> [What is being asked]: Provide the number of lines of the records that include "below", with no other content.

> [Stored data]:
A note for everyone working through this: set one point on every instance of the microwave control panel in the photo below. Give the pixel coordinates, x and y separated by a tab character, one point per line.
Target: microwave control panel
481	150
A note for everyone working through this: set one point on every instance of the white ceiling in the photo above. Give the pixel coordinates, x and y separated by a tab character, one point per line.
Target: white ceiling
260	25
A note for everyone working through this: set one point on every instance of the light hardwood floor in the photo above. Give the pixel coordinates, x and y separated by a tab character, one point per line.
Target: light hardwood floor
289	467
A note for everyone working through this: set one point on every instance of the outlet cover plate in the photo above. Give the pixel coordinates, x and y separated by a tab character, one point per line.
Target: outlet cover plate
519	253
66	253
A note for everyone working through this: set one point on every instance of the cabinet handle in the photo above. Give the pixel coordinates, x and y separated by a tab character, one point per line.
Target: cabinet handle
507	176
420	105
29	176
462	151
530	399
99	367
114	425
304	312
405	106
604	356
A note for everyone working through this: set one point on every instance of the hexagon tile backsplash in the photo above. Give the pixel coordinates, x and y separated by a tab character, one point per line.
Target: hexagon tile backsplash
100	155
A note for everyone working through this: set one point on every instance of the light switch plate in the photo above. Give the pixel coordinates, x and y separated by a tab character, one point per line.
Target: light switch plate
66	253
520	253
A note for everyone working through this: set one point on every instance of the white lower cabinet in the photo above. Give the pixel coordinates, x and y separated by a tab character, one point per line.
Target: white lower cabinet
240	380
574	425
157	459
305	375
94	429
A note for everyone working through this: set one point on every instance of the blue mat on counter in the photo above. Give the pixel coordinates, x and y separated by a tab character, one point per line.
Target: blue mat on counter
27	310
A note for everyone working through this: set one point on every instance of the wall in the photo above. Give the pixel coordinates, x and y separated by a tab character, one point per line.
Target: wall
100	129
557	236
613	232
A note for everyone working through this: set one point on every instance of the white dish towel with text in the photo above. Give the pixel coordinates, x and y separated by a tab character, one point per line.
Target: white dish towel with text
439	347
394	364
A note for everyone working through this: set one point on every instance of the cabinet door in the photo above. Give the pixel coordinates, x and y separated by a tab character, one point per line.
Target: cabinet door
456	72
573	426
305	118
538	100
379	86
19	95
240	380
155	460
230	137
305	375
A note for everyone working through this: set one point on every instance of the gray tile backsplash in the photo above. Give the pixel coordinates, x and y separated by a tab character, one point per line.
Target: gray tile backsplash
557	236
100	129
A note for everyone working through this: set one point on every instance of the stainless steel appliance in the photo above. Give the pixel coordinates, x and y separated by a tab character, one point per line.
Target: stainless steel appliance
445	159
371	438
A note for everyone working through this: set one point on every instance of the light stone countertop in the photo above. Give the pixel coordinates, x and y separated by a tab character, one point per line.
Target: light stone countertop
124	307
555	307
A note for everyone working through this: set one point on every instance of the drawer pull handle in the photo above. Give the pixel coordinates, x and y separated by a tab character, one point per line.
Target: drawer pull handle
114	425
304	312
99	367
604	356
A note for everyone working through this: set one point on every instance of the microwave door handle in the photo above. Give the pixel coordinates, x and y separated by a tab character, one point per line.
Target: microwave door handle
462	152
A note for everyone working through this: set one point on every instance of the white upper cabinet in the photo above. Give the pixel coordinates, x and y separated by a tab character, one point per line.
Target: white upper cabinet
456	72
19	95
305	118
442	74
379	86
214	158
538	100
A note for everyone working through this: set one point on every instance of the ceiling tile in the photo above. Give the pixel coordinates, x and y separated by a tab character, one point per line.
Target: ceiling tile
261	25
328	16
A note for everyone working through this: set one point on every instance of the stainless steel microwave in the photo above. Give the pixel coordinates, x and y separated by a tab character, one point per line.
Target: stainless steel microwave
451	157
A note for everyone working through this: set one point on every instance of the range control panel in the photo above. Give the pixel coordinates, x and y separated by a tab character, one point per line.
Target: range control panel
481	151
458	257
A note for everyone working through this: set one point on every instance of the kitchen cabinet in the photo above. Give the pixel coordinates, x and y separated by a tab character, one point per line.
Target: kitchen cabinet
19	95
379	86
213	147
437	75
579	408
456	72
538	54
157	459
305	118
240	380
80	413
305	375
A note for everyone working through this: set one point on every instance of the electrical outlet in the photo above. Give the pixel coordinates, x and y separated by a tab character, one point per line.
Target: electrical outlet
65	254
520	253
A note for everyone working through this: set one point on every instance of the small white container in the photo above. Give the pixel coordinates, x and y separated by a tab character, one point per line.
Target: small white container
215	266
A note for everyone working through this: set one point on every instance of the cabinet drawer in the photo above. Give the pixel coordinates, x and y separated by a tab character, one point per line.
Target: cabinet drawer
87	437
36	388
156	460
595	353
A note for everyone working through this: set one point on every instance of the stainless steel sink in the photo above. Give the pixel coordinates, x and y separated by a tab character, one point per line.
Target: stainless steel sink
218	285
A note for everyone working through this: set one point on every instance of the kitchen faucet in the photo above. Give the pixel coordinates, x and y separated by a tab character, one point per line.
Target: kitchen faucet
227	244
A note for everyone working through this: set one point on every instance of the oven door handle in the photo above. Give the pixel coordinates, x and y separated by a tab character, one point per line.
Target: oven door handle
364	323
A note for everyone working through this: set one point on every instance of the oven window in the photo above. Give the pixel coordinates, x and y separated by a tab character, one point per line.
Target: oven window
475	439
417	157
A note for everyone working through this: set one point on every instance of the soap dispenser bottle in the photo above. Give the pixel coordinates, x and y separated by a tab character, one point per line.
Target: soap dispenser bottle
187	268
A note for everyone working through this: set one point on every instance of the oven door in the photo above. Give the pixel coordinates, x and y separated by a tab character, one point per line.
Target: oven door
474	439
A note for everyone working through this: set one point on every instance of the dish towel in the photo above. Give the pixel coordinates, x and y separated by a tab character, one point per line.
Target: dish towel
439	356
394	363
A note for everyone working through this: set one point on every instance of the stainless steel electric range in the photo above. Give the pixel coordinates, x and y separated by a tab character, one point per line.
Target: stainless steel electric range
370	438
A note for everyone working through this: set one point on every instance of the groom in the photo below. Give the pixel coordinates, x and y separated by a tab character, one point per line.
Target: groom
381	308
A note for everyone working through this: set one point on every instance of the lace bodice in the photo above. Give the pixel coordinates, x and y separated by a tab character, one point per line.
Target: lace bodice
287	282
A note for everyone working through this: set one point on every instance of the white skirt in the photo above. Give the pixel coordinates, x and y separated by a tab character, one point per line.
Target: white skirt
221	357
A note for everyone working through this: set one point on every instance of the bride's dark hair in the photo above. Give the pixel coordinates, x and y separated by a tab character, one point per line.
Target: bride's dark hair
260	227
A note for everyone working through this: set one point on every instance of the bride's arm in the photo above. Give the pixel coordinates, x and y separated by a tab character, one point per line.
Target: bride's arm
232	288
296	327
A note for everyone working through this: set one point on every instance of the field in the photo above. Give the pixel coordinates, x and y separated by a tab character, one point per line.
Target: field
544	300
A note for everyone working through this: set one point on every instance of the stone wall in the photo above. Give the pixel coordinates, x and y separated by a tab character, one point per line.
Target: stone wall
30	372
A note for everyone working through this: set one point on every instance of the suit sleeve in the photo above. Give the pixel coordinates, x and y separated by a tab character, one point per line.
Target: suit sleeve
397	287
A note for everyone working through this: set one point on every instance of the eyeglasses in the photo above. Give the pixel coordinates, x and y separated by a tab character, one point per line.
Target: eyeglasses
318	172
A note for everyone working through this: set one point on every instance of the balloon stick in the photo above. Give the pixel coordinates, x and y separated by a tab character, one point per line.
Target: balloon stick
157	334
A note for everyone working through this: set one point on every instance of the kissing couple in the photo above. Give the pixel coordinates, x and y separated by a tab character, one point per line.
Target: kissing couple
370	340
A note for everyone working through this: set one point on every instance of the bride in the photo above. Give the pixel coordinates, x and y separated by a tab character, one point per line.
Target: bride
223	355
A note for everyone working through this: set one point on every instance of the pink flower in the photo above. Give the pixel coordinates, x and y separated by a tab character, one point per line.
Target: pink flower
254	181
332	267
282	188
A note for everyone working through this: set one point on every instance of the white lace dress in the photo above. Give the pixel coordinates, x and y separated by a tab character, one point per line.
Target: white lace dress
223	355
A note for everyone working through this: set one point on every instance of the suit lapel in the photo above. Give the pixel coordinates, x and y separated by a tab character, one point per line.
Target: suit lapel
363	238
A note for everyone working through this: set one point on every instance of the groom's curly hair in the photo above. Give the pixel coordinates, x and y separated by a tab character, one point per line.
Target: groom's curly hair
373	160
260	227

> [Task solution]: 2